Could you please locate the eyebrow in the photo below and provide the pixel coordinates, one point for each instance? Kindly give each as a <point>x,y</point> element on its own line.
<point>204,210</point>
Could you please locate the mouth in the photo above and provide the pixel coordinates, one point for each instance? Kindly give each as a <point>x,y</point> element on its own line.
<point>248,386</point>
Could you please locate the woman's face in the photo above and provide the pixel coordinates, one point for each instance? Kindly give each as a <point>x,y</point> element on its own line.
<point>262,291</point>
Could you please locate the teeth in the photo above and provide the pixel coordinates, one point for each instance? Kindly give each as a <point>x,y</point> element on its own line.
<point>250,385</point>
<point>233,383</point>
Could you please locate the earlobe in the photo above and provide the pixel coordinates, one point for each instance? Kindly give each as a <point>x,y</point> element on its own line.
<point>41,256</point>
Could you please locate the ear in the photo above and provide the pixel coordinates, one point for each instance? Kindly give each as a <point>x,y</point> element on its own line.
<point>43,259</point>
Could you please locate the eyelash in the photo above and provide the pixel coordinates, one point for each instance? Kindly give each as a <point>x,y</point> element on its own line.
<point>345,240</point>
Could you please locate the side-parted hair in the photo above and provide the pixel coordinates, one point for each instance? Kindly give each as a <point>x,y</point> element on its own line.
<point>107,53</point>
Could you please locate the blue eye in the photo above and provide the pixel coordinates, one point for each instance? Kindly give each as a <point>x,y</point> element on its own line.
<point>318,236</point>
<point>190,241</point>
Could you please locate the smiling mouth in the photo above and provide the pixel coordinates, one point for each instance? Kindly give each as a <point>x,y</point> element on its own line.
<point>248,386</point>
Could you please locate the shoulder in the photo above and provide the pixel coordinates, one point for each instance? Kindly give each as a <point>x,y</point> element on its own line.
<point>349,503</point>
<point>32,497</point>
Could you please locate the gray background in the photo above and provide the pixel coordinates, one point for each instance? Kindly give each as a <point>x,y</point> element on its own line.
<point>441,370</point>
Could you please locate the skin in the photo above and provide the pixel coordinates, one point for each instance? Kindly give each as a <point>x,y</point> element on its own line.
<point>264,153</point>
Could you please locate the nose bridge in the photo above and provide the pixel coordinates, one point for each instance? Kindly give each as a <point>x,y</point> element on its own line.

----

STATED PROBLEM: Copy every one of the records above word for word.

THE OUTPUT:
Could you please locate the eyebrow in the photo below and provide the pixel coordinates, one point for each instance? Kindly give each as a <point>x,y</point> element on its own line.
<point>204,210</point>
Could you please locate the mouth in the photo above and provide the pixel coordinates, one point for each instance? Kindly give each as a <point>x,y</point> element on its own line.
<point>248,386</point>
Could you please locate the woman's face in the photo above and provide the pixel coordinates, one point for each instance? Kindly give each as a <point>x,y</point> element on its own line.
<point>262,291</point>
Could you please locate the teeth in the photo above and provide the pixel coordinates, one point for each instance? Kindly give each as a <point>x,y</point> element on its own line.
<point>250,385</point>
<point>233,383</point>
Could you please locate the earlobe in the photo above and provide the pixel coordinates, one point for each instance? Kindly give each as a <point>x,y</point> element on its own line.
<point>41,256</point>
Could you please locate the ear in the photo above and provide the pixel coordinates, one point for each instance? Kindly give each as a <point>x,y</point> element on its own line.
<point>43,259</point>
Could you please locate the eyelash in the photo above and provide the pixel coordinates, one point for each instance? Kindly give each as a <point>x,y</point> element on its own line.
<point>345,240</point>
Could you please locate the side-parted hair in the photo above and provide the pixel coordinates, one point for each instance? Kindly give each as a <point>x,y</point> element on its own line.
<point>107,53</point>
Could you please locate the blue eye in the photo above and provide the pixel coordinates, one point for each instance? Kindly give each as a <point>x,y</point> element on its own line.
<point>318,236</point>
<point>190,241</point>
Could you please locate the smiling mouth in the photo above and provide the pixel coordinates, one point for each instance? Kindly give each as a <point>x,y</point> element on its own line.
<point>248,386</point>
Could you please locate the shoulder in the photo above and provide the pixel coordinates, one point for each instance? Kindly give each as a <point>x,y</point> element on its own line.
<point>349,503</point>
<point>32,497</point>
Could you please locate the gray background in the photo above and provide the pixel coordinates, one point for each instance? Kindly give each as a <point>x,y</point> element on its own line.
<point>441,370</point>
Could you please locate the skin in the photo above and provide the pixel coordinates, one point for each instance? Kindly give each as a <point>x,y</point> element on its own line.
<point>264,153</point>
Could you please locate the nose bridge in the photo above and provide the pixel coordinates, one point for each instance? Kindly give each as a <point>x,y</point> element on its own line.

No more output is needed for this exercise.